◆ **REQUIRED TASK 1**: According to the text on cooking jobs, what three things is cooking?

##### DOCUMENT EXCERPT

There are two people you work for in the biz, ones whose passion is money, and ones whose passion is food.  Same for the employees.  If they respect money, passion for food could be a red flag to them.  You may want to talk other food or ask questions and learn something instead of mindlessly going through the motions.  They want some robot who has done only that cooking, that type of menu, day in, day out, their whole working life.  The closer one is to that ideal, the better shot at getting hired.  If your last job was not the same, they will not hire you probably.  If you care about food, you don't want to work there.  Don't try to fit this to just get a job.  We may need that job, but as soon as you take it, you've also taken its opportunity cost. 

 

If you share a passion for food that the owner or chef have, they will see it if you are just yourself, and most of the interview is to see where you are at in life, as a person, and what they can expect from you.  I've had interviews that were so informal because of the common vibe, that it turned into joking and a good time for a minute.  These were the best jobs I ever had.  This is a rare exception. 

 

Cooking is a business.  But it is also an art and a science.  If you get too far away from one or two far towards one aspect, it is not whole.  It lacks something vital.  Do not go into a lopsided operation.

##########

◆ **REQUIRED TASK 2**: Give only the number of lines in the records that contain the string "lawn". Case counts.

##### GIVEN ENTRIES

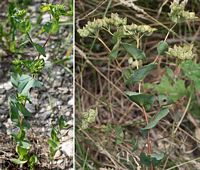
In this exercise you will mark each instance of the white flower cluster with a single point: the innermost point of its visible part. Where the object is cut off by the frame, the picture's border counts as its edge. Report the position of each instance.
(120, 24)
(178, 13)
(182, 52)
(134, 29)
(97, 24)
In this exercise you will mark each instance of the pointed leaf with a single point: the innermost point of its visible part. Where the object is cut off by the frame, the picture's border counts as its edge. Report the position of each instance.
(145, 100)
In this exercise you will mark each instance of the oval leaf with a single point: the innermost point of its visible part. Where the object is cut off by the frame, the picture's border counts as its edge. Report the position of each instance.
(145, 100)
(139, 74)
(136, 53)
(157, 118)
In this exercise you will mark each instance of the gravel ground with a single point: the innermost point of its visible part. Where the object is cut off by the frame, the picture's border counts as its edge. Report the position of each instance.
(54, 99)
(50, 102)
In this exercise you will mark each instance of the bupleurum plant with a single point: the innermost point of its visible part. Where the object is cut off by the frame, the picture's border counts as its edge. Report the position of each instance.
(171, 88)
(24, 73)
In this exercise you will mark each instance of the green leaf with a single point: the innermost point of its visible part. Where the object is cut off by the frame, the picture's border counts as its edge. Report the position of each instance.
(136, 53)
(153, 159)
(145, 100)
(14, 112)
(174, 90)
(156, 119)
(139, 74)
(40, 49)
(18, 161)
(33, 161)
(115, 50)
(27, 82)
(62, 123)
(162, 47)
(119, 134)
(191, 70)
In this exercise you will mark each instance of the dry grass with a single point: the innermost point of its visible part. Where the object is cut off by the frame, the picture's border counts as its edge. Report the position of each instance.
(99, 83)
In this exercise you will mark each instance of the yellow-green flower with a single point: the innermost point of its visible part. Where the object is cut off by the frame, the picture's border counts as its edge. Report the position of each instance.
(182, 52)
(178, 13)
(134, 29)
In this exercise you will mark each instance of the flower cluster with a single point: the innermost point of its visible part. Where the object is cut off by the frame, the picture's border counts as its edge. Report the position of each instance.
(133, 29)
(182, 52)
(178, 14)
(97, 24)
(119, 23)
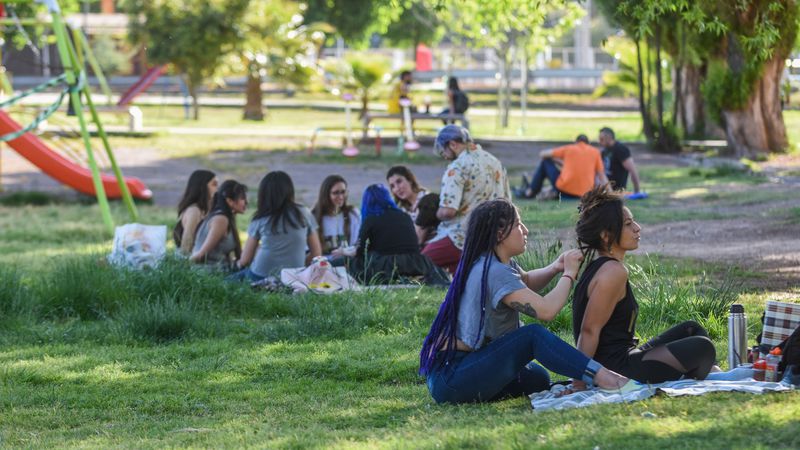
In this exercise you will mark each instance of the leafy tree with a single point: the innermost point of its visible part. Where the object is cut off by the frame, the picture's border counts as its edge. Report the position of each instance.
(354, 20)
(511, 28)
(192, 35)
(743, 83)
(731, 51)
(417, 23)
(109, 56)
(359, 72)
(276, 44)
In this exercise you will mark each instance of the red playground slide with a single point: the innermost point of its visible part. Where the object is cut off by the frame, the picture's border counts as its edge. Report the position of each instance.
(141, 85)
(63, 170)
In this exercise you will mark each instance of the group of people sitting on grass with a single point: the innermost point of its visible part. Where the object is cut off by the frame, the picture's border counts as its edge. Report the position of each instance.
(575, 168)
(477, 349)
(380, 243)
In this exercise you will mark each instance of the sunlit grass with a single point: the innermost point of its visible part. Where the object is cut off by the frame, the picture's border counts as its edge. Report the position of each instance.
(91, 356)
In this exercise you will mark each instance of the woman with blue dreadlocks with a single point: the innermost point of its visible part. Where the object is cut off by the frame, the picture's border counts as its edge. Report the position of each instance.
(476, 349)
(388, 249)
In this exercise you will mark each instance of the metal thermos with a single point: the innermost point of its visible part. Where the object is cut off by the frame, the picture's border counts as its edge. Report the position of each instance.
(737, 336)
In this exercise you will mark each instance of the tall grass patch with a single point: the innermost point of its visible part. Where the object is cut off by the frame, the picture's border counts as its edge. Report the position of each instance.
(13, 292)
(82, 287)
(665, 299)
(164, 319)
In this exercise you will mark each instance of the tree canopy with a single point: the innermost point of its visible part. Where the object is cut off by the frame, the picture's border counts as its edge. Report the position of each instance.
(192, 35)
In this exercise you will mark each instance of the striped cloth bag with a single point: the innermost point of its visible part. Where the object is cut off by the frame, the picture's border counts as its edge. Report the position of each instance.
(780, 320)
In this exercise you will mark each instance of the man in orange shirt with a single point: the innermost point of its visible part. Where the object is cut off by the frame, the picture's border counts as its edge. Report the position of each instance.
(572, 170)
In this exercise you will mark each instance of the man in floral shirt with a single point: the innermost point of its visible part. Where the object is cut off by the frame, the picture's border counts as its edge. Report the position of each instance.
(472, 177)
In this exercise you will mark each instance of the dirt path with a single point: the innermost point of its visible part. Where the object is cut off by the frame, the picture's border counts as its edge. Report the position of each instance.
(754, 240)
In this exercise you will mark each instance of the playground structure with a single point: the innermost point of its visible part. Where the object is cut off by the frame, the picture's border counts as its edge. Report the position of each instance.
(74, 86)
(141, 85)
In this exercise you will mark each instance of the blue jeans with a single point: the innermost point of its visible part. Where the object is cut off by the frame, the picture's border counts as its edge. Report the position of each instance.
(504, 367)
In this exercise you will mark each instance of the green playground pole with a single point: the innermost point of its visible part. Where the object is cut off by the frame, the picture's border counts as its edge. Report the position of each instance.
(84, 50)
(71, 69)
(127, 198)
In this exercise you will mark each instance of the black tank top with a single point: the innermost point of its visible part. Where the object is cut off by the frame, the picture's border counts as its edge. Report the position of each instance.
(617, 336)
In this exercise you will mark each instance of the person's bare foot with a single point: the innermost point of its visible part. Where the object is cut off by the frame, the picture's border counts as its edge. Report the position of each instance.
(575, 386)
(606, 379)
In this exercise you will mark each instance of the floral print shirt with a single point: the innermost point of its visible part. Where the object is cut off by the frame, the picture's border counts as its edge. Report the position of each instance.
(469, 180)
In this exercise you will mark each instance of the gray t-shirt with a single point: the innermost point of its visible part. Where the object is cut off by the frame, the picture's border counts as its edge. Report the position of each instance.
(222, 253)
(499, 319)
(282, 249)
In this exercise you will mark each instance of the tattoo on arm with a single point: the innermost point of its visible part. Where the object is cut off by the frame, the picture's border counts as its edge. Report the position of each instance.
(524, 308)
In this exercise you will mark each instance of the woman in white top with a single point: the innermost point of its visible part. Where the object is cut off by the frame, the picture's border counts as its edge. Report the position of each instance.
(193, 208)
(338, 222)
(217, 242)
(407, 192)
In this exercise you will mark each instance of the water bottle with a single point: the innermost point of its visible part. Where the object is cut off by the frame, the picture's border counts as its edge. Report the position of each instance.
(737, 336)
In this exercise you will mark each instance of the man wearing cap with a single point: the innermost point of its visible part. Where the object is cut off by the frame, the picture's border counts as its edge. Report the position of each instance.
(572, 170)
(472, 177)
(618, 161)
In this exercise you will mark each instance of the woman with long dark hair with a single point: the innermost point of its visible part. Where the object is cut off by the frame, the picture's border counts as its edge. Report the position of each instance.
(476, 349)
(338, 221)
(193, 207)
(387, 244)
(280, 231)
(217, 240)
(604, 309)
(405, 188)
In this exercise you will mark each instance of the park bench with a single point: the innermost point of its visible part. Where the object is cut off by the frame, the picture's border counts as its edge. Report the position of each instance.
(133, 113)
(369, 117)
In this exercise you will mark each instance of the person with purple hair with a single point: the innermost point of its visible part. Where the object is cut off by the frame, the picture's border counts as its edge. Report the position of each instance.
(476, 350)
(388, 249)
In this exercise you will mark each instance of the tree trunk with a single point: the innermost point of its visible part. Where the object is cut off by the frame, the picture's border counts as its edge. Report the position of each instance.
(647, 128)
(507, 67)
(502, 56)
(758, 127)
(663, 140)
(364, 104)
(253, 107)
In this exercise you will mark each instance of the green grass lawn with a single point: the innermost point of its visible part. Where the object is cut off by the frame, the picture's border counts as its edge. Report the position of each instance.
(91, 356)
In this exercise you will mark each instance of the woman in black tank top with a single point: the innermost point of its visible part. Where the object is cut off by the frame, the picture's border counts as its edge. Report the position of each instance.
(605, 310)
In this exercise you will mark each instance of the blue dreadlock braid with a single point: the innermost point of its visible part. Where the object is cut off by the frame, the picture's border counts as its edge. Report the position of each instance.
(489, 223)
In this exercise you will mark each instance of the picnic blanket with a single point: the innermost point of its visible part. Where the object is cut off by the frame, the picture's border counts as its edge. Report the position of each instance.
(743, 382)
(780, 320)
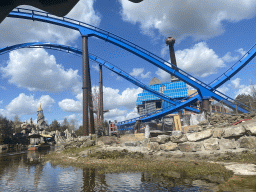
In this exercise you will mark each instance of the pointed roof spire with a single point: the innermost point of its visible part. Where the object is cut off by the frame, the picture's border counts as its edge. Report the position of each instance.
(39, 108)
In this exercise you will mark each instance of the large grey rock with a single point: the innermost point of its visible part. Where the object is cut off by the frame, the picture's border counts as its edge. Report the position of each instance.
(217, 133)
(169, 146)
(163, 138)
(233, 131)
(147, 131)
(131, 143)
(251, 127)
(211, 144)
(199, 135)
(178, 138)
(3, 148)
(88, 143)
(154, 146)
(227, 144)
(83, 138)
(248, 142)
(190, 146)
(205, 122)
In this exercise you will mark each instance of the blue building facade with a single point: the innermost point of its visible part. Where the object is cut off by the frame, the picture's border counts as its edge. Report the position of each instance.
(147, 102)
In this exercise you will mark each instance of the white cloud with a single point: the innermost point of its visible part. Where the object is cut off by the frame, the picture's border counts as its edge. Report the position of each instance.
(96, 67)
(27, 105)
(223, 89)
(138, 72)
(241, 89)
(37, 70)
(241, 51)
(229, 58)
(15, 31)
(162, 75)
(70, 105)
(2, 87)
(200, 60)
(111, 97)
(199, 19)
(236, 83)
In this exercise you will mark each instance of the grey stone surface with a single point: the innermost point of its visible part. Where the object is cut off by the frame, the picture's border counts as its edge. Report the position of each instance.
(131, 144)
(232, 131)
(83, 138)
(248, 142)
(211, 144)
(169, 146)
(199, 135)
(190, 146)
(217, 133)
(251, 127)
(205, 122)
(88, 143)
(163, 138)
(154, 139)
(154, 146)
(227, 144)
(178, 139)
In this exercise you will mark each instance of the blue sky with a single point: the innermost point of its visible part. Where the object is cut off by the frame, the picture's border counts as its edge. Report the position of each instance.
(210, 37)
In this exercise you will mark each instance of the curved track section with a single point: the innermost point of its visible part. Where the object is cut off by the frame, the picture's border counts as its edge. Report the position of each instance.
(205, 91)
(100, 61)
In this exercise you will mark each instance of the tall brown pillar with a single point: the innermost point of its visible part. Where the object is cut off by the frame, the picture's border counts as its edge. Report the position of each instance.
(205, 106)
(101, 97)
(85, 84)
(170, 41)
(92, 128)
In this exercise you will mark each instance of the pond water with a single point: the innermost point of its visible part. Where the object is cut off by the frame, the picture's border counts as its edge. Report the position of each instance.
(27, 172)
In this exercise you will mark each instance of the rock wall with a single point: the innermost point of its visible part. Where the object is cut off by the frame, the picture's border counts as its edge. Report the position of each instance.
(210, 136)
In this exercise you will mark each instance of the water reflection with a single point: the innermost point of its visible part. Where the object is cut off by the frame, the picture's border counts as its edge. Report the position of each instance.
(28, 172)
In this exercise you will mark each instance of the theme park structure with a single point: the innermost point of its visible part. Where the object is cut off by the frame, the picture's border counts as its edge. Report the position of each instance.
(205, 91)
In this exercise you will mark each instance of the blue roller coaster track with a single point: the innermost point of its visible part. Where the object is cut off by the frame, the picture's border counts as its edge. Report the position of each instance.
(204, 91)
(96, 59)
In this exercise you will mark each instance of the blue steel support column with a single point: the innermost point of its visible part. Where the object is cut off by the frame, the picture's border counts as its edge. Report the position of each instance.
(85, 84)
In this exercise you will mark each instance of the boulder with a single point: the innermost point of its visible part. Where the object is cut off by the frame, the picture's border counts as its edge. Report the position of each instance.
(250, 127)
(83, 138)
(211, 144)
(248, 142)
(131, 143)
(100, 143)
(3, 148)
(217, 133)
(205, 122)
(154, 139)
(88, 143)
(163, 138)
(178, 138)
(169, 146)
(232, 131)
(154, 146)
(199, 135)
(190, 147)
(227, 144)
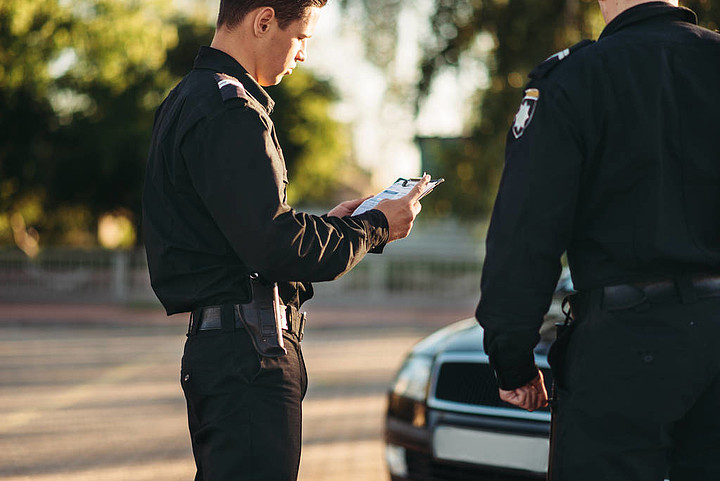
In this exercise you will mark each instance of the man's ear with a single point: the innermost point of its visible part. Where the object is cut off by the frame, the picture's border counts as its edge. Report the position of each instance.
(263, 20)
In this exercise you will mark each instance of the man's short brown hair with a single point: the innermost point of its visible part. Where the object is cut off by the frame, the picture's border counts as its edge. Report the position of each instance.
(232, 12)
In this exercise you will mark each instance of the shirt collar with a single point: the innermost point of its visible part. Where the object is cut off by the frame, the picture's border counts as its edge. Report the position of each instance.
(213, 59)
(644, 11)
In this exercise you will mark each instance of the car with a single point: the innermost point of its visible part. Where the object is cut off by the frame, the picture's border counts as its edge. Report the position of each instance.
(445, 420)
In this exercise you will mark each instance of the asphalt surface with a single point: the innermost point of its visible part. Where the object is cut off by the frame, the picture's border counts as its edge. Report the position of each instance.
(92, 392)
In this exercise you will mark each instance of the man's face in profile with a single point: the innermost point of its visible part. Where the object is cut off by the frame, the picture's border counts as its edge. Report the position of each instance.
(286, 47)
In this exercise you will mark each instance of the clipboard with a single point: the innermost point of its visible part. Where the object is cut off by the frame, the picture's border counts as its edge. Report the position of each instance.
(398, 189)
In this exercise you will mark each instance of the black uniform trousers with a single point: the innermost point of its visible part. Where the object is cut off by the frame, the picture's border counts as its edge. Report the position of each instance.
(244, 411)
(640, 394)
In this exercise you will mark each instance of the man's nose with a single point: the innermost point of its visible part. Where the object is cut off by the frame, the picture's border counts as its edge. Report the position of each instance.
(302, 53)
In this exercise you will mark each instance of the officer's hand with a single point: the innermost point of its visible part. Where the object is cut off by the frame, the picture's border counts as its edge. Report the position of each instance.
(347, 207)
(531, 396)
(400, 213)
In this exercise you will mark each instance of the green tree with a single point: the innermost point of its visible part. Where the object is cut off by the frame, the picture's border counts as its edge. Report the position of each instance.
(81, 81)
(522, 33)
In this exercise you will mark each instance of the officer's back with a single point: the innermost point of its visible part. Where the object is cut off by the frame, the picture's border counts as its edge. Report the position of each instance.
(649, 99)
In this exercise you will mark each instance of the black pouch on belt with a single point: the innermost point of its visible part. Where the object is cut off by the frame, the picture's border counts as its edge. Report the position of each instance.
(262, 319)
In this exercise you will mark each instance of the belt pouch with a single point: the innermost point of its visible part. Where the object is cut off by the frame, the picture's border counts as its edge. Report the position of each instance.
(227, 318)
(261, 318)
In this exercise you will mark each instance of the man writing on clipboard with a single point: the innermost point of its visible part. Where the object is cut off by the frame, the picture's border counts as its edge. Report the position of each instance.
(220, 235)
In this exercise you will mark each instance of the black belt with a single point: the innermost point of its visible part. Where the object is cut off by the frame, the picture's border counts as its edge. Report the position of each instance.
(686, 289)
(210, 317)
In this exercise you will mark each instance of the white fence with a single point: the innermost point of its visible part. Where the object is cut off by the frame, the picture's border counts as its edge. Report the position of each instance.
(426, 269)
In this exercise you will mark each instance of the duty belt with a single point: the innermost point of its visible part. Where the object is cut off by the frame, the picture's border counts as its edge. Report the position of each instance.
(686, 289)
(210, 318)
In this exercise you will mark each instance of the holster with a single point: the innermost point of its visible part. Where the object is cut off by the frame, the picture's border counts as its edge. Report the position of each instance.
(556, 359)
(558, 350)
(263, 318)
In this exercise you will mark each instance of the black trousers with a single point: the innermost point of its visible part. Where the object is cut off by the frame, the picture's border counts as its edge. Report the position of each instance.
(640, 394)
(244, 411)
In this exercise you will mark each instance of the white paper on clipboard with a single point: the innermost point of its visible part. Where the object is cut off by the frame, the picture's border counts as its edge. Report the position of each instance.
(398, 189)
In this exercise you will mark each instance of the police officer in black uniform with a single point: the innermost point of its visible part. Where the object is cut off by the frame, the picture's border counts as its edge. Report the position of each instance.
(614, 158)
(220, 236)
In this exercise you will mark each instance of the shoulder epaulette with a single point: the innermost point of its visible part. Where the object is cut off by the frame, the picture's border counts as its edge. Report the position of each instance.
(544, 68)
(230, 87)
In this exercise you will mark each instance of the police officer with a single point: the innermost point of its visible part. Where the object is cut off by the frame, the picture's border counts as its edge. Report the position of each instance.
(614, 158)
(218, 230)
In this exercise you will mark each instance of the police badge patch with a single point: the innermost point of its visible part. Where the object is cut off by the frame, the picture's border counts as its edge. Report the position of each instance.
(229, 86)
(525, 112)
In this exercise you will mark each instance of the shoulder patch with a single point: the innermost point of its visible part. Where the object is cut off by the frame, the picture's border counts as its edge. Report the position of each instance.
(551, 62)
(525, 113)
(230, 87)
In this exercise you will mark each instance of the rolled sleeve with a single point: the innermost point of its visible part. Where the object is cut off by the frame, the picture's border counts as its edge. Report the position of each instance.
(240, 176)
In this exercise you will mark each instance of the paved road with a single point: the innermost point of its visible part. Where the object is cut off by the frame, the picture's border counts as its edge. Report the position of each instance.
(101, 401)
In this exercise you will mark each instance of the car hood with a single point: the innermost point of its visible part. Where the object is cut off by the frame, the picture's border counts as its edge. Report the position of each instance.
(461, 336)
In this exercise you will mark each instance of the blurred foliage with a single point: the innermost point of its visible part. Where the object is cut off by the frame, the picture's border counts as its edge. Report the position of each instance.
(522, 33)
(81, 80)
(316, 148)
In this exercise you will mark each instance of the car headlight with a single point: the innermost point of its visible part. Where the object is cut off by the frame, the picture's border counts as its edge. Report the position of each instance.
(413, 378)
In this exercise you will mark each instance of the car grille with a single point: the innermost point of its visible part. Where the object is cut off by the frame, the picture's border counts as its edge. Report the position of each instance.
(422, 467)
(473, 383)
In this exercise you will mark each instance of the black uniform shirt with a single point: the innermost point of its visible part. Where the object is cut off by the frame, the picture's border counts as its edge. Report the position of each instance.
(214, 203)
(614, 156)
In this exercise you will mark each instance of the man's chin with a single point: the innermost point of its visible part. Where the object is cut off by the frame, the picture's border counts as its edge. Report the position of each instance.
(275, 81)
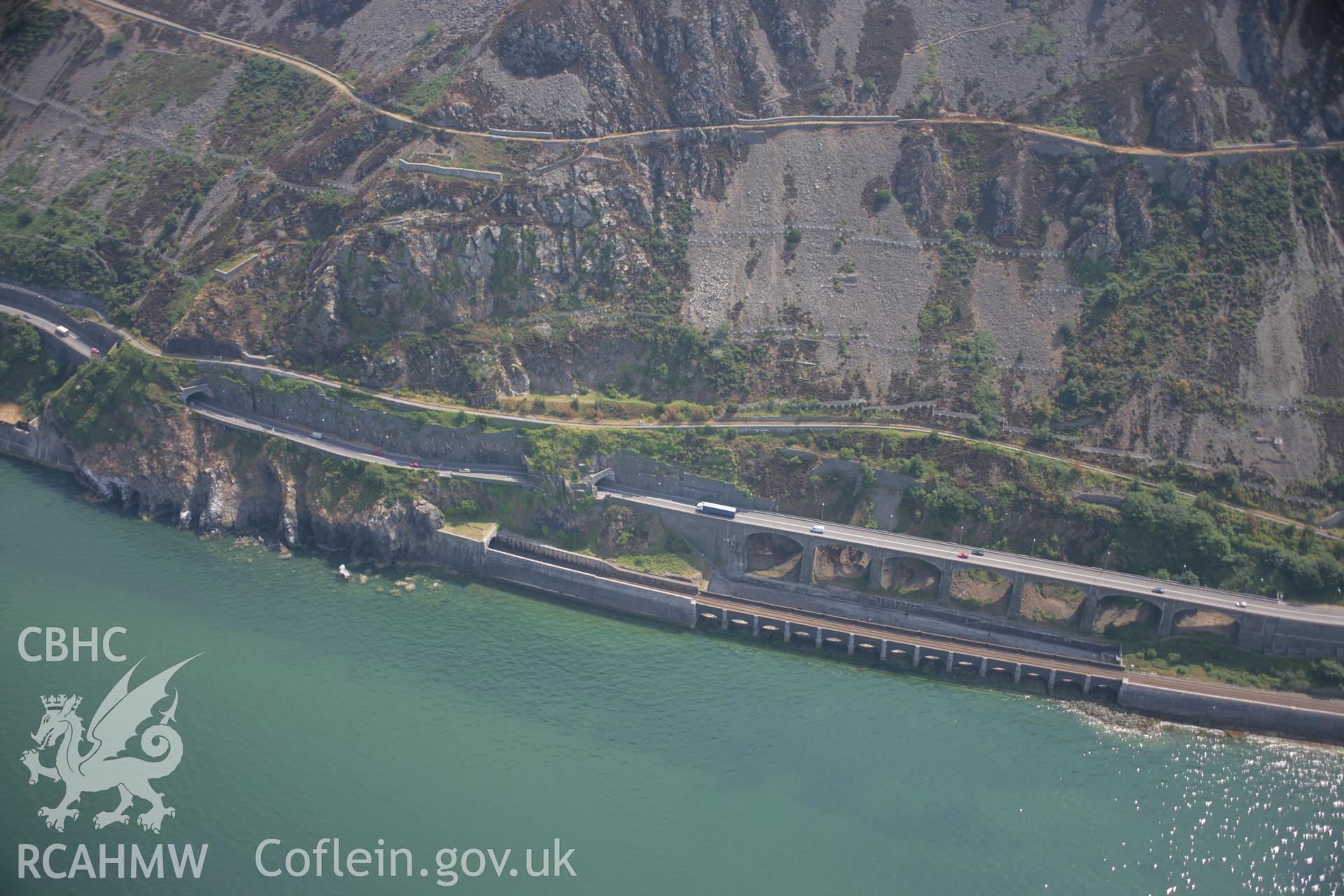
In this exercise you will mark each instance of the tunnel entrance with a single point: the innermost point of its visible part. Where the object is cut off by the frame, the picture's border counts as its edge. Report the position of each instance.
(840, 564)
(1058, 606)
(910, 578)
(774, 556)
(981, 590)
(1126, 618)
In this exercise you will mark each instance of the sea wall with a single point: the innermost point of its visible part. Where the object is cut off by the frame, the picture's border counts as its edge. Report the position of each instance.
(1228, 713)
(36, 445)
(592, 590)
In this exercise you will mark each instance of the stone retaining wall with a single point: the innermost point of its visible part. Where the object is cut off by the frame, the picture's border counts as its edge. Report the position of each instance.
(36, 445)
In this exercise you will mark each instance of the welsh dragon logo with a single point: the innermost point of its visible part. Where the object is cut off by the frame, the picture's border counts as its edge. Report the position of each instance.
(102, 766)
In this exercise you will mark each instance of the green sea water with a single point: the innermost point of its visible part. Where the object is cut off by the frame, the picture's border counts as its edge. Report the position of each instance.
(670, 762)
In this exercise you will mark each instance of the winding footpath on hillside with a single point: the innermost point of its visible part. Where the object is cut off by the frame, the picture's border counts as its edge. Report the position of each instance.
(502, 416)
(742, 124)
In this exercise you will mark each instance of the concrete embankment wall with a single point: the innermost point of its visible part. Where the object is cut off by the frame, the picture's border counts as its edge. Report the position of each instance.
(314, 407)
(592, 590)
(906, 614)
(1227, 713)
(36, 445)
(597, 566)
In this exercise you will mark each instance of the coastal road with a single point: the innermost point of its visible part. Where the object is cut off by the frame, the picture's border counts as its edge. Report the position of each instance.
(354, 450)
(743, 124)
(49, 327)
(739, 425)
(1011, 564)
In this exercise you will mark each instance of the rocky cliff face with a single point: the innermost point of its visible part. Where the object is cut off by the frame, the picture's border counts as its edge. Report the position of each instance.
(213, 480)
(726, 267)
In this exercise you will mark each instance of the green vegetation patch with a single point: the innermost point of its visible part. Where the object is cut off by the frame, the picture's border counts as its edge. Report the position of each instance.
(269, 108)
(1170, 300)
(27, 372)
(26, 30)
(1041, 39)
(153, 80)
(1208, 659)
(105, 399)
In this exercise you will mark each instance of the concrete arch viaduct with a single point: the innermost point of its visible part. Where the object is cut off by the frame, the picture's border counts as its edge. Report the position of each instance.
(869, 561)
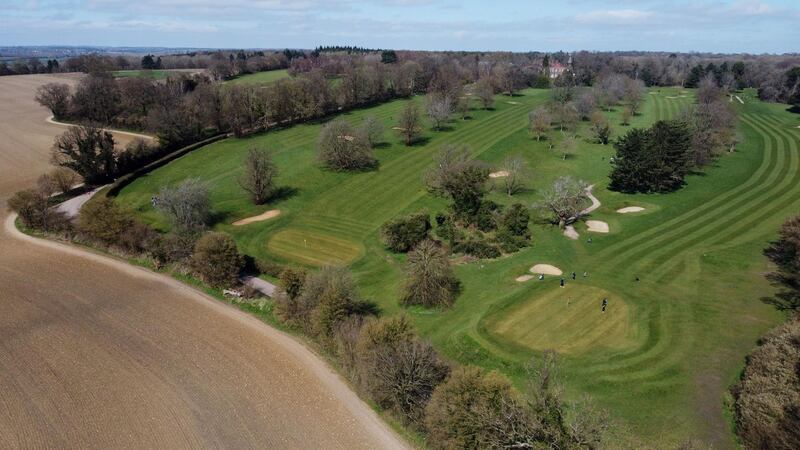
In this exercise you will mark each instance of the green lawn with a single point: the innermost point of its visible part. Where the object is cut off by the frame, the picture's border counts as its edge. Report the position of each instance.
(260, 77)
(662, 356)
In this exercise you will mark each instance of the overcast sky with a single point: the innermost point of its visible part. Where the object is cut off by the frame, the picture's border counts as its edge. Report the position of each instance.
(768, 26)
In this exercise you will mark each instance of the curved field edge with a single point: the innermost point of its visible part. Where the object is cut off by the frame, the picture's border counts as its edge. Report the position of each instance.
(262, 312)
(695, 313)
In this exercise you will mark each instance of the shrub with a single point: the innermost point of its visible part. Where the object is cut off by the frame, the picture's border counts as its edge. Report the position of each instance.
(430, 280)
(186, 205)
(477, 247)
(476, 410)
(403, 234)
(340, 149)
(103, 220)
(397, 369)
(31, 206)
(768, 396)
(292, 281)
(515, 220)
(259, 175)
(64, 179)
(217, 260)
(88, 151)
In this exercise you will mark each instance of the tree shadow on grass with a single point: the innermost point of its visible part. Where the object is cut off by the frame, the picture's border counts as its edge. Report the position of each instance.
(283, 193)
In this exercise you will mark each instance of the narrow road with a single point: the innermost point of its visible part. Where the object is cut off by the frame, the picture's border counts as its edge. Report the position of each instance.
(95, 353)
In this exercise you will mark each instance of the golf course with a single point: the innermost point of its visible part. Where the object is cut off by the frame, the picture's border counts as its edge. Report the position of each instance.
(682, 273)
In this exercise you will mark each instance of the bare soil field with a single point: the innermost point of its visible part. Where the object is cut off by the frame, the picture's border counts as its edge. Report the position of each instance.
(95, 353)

##########

◆ **FULL OUTPUT 1**: Cooking is a business, an art, and a science.

◆ **FULL OUTPUT 2**: 2